◆ **BRIEF**
From the interview transcript below, write out word for word the part that opens with the words containing "Steven Spielberg: So" and closes with "to the original.".

##### TEXT TO READ

The re-teaming of mega giants Cruise and Spielberg is always a monumental
event, and there's no denying that Spielberg's take on H.G. Wells' War of
the Worlds is one of the most anticipated events in the summer. Pair them up
for an even bigger press confererence, and, well, you get the picture. The
pair spoke to a packed press conference in New York:
Question: Mr. Spielberg, prior to ET you began a script for a scary alien invasion
movie that you sort of turned around and made a happy alien invasion movie.
At the time you said you didn't want to make a scary any more. What's
changed since then and did any elements of that film - which I think was
about a family during an alien invasion also - make it into War of the
Worlds?
Steven Spielberg: There wasn't anything hugely changed in my live that made me do a scary
alien movie. Maybe it was just the idea that everybody over the years said
here was the guy who can't make a scary alien movie that goaded me into
thinking why can't I try my hand at the kind of film that Ridley Scott made
when he made the first "Alien" which is one of my favorite scary science
fiction movies. It's just something that I always wanted to do. We've talked
about this for a couple of years when we were looking for another project to
do together. I told Tom that I wanted to do this book since I read it in
college before I was even a filmmaker. I wanted to do some version of it at
some point.
Tom Cruise: So you went from ET phone home to ET gone gangsta.
Steven Spielberg: So no, there wasn't a conscious thing. It's just a great story. It's a
great piece of 19th Century classic literature. It began the entire
revolution in science fiction and fantasy, in my opinion - Jules Verne and H
G. Wells. And it was something that I really respected the first film in
1953-54 and I just wanted to make a version that was a little darker and a
littler closer to the original.
Question: Did any of the elements from that film from before ET, I think it was
called Night Skies, make it into this movie?
Steven Spielberg: No. Nothing from Night Skies was used in this film.

##########
##### DATA SECTION

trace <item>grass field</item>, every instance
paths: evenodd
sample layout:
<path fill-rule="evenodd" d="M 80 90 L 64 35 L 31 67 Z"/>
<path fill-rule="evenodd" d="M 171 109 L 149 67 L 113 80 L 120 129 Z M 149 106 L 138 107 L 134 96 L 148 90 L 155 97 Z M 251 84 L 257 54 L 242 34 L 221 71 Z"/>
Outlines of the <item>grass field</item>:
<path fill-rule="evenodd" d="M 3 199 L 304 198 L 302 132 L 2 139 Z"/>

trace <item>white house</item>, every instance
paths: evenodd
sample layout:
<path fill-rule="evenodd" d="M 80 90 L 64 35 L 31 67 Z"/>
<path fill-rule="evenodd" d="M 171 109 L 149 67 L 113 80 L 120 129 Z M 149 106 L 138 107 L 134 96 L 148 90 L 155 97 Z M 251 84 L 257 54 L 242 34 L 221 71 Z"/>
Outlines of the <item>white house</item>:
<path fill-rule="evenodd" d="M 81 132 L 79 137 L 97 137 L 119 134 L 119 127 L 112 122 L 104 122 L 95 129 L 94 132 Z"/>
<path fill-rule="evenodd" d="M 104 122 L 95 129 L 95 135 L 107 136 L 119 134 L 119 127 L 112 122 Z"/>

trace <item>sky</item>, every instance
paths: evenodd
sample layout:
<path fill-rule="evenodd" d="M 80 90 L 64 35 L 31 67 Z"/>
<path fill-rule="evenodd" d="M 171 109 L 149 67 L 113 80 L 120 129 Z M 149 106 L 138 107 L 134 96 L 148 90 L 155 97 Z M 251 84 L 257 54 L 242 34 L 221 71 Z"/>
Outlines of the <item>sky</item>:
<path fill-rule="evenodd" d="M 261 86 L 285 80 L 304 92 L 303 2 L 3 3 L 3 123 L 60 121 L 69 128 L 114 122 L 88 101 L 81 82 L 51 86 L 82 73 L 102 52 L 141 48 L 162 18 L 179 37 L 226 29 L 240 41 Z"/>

##########

◆ **WRITTEN ANSWER**
Steven Spielberg: So no, there wasn't a conscious thing. It's just a great story. It's a
great piece of 19th Century classic literature. It began the entire
revolution in science fiction and fantasy, in my opinion - Jules Verne and H
G. Wells. And it was something that I really respected the first film in
1953-54 and I just wanted to make a version that was a little darker and a
littler closer to the original.